_DIRECTION_
Reproduce the items below, substituting "nonzero" for every "even-odd" and changing nothing else. Omit the pictures.

▬▬▬▬▬▬

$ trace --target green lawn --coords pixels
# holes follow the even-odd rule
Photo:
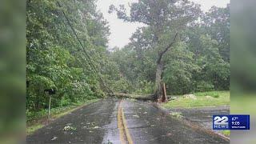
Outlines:
[[[58,108],[54,108],[51,111],[51,121],[54,120],[58,118],[60,118],[65,114],[67,114],[82,106],[84,106],[86,105],[88,105],[91,102],[94,102],[96,101],[98,101],[99,99],[93,99],[86,101],[86,102],[82,103],[75,103],[71,106],[67,106],[64,107],[58,107]],[[33,134],[35,130],[43,127],[47,123],[47,113],[45,112],[39,112],[42,113],[41,114],[37,114],[36,117],[29,117],[27,118],[27,126],[26,126],[26,133],[27,134]]]
[[[230,105],[230,91],[210,91],[194,94],[196,96],[196,99],[181,96],[175,100],[162,104],[162,106],[166,108],[193,108]]]

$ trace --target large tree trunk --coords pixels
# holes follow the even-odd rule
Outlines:
[[[163,63],[162,60],[157,62],[157,70],[155,73],[155,86],[154,99],[157,100],[162,95],[162,75],[163,72]]]

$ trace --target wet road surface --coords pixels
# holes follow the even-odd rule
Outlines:
[[[63,130],[65,126],[73,130]],[[229,143],[149,102],[102,99],[27,136],[27,143]]]

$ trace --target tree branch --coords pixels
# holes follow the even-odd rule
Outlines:
[[[173,42],[170,42],[170,43],[166,47],[166,49],[165,49],[163,51],[162,51],[162,52],[160,52],[160,53],[158,54],[159,58],[158,58],[158,62],[160,62],[162,55],[163,55],[166,51],[168,51],[168,50],[175,43],[175,41],[176,41],[176,39],[177,39],[177,37],[178,37],[178,33],[175,34],[175,36],[174,36],[174,38]]]

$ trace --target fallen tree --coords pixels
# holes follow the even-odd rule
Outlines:
[[[110,94],[110,96],[118,97],[118,98],[134,98],[143,101],[154,101],[154,98],[152,97],[153,94],[149,95],[136,95],[130,94],[124,94],[124,93],[114,93]]]

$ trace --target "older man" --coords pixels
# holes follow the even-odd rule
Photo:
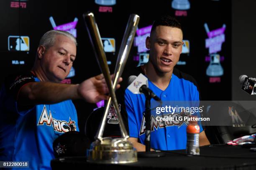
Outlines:
[[[40,40],[31,71],[6,79],[0,94],[1,161],[28,161],[31,169],[50,169],[54,140],[79,130],[71,99],[107,99],[102,74],[79,84],[59,83],[69,73],[76,46],[69,33],[48,31]]]

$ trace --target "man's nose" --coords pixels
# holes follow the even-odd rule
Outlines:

▬▬▬▬▬▬

_CORRECT RESPONSE_
$ trace --target green lawn --coords pixels
# holes follow the nonzero rule
Photo:
Outlines:
[[[58,108],[54,108],[51,111],[51,121],[54,120],[58,118],[60,118],[65,114],[67,114],[82,106],[84,106],[86,105],[88,105],[91,102],[94,102],[96,101],[98,101],[99,99],[93,99],[86,101],[86,102],[82,103],[75,103],[71,106],[67,106],[64,107],[58,107]],[[33,134],[35,130],[43,127],[47,123],[47,113],[45,112],[39,112],[42,113],[41,114],[37,114],[36,117],[29,117],[27,118],[27,126],[26,126],[26,133],[27,134]]]
[[[230,105],[230,91],[210,91],[194,94],[196,96],[196,99],[181,96],[175,100],[162,104],[162,106],[166,108],[193,108]]]

$ trace --target large tree trunk --coords pixels
# holes follow the nonzero rule
Outlines:
[[[163,63],[162,60],[157,62],[157,70],[155,73],[155,86],[154,99],[157,100],[162,95],[162,75],[163,72]]]

$ trace --target wet road surface --coords pixels
# holes follow the nonzero rule
Outlines:
[[[63,130],[65,126],[73,130]],[[229,143],[149,102],[102,99],[27,136],[27,143]]]

$ trace --target tree branch --coords pixels
# holes follow the nonzero rule
Outlines:
[[[173,42],[170,42],[170,43],[166,47],[166,49],[165,49],[163,51],[162,51],[162,52],[160,52],[160,53],[158,54],[159,58],[158,58],[158,62],[160,62],[162,55],[163,55],[166,51],[168,51],[168,50],[175,43],[175,41],[176,41],[176,39],[177,39],[177,37],[178,37],[178,33],[175,34],[175,36],[174,36],[174,38]]]

$ trace --target fallen tree --coords pixels
# holes follow the nonzero rule
Outlines:
[[[110,94],[110,96],[118,97],[118,98],[134,98],[143,101],[154,101],[154,98],[152,97],[153,94],[149,95],[136,95],[130,94],[124,94],[124,93],[114,93]]]

$ trace --target "older man" --coords pixels
# holes follow the nonzero rule
Photo:
Outlines:
[[[40,40],[31,71],[6,79],[0,94],[1,161],[28,161],[31,169],[50,169],[54,140],[79,130],[71,99],[107,99],[102,74],[79,84],[59,83],[69,73],[76,46],[69,33],[48,31]]]

$ trace --target "man's nose" --coords pixels
# holes follow the nonzero rule
Outlines:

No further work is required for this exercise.